## WRITTEN REQUEST 1
In the AudioFP write-up, what sample rate is audio resampled to during indexing?
## WRITTEN REQUEST 2
Copy word for word the part of the AudioFP write-up that begins at "It works without" and stops after "build on top of.".

[start EXCERPT]

AudioFP - Audio Fingerprinting Platform

Project Overview

AudioFP is a self-hosted audio fingerprinting platform. You upload your audio or video files into a library, and then you can search that library using any short clip. The system identifies which file the clip belongs to and tells you exactly where in the original recording it appears.

It works without any cloud service, transcription, or API keys. The entire pipeline runs locally. Think of it as a private version of Shazam that you fully control and can build on top of.

Why I Built This

I wanted to deeply understand how audio fingerprinting actually works under the hood. Tools like Shazam are impressive, but the algorithm behind them is rarely explained in a way that is practical to implement.

This project started as a side project to read the original Wang (2003) research paper, implement the algorithm from scratch, and then wrap it into something usable. The goal was to learn by doing and then share the result as a clean, working reference for anyone else curious about the same problem.

There was no commercial motivation. It was purely about understanding, building, and sharing.

The Problem

If you have a large collection of audio or video files, finding where a specific sound or song clip appears is not straightforward. Standard text search cannot help, and most cloud-based tools require you to send your files to an external service.

AudioFP solves this locally. You index your own files once, and after that you can take any short clip - even 3 seconds with background noise - and instantly find its match across thousands of files. No data leaves your machine.

It also addresses a knowledge gap: most explanations of audio fingerprinting stop at theory. This project shows a full working implementation in Python that developers can read, run, and learn from.

Key Features

3-Second Identification

Identifies audio from clips as short as 3 seconds, even with background noise

Exact Timestamp

Shows the exact position in the original file where the clip comes from

Audio & Video Support

Supports MP3, WAV, FLAC, MP4, MKV, and more - audio extracted automatically via FFmpeg

Multiple Backends

SQLite, PostgreSQL, and in-memory storage backends with pluggable architecture

Batch indexing runs in the background with live progress tracking
REST API for programmatic access to all features
Clean web interface with drag-and-drop upload, dark mode, and library management
Fully local - no cloud services, no API keys, no data leaves your machine

Screenshots

Audio Library (Light Mode)

Audio Search

Audio Library (Dark Mode)

Architecture

How It Works

The system follows two main flows:

Indexing (training your library)

You upload an audio or video file, or point to a folder of files.
The audio is loaded and resampled to 11,025 Hz for fast processing.

[end EXCERPT]
[start EXTRACTED MATERIAL]

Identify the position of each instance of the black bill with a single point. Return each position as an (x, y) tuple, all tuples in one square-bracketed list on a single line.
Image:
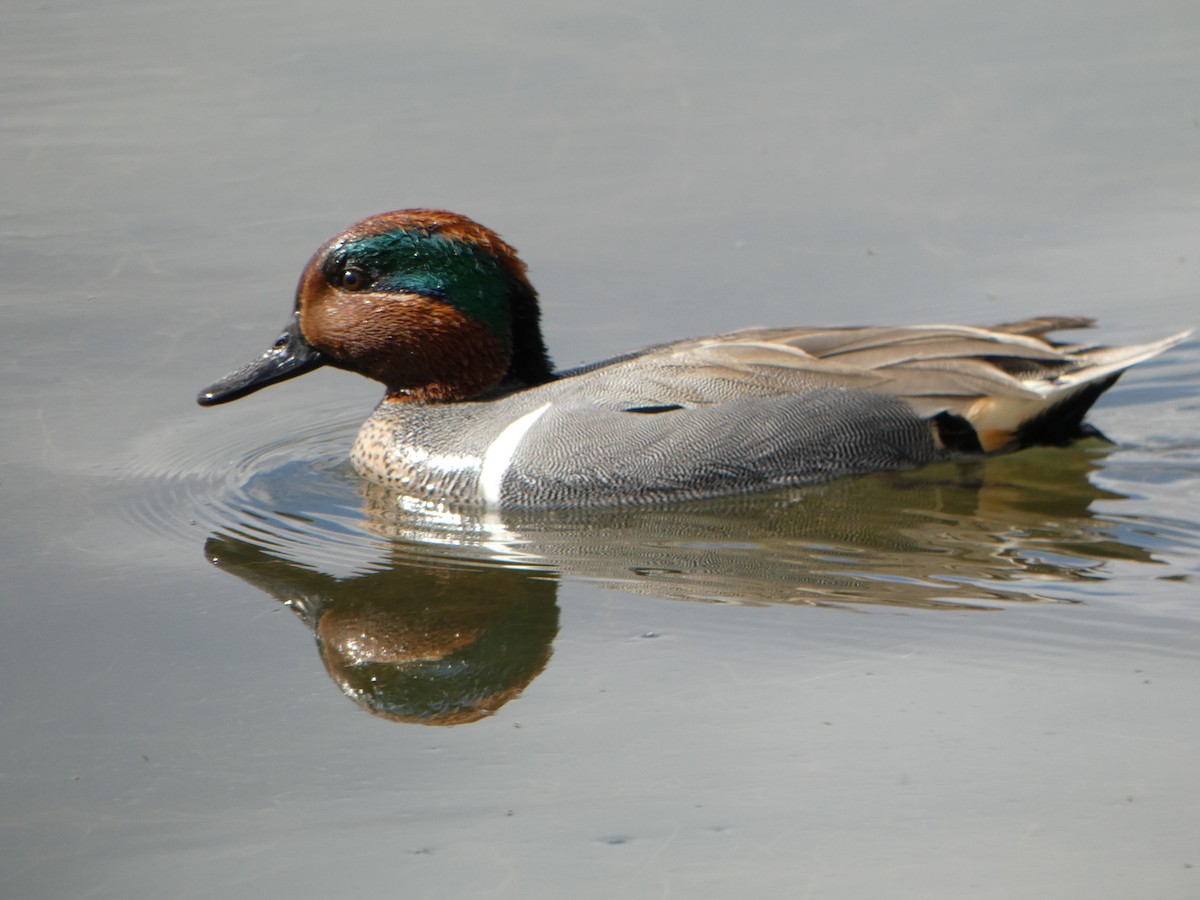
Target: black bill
[(289, 357)]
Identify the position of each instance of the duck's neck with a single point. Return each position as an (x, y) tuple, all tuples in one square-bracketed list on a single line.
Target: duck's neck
[(529, 364)]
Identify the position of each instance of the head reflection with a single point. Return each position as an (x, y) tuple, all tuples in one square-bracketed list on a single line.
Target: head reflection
[(461, 616)]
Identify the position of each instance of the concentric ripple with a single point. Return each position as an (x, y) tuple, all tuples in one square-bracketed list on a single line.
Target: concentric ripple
[(295, 497)]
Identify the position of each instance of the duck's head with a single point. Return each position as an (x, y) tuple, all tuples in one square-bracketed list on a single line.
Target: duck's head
[(432, 304)]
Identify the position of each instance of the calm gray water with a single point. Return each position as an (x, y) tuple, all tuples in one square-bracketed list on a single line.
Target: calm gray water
[(226, 670)]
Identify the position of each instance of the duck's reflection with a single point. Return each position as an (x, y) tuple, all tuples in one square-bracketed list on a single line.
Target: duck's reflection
[(418, 643), (462, 613)]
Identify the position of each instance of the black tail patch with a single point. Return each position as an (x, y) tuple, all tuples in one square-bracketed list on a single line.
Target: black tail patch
[(1063, 423), (958, 436)]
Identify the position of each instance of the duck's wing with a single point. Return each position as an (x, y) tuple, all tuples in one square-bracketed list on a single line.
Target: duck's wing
[(1009, 383)]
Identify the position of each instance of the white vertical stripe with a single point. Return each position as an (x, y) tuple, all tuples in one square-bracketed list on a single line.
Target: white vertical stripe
[(499, 454)]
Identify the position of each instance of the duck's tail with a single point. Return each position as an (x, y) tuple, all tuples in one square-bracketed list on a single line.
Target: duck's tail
[(1053, 411)]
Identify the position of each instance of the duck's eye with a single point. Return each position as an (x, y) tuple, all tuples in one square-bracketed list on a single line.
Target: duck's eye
[(354, 279)]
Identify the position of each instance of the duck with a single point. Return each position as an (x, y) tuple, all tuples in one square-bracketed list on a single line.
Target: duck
[(442, 312)]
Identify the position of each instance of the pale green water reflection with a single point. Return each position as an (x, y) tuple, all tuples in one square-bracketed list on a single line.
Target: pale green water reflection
[(882, 702), (461, 613)]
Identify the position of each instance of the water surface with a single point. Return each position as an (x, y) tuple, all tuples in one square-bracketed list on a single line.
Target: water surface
[(232, 669)]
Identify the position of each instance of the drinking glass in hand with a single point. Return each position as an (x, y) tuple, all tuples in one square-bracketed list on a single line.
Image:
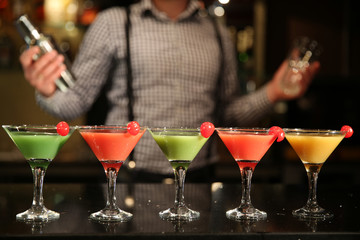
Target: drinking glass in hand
[(303, 52)]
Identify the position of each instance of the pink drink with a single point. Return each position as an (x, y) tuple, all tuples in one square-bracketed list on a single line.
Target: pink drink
[(247, 149), (111, 148)]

[end EXTRACTED MATERIAL]

## COMPLETE OUTPUT 1
11,025 Hz.

## COMPLETE OUTPUT 2
It works without any cloud service, transcription, or API keys. The entire pipeline runs locally. Think of it as a private version of Shazam that you fully control and can build on top of.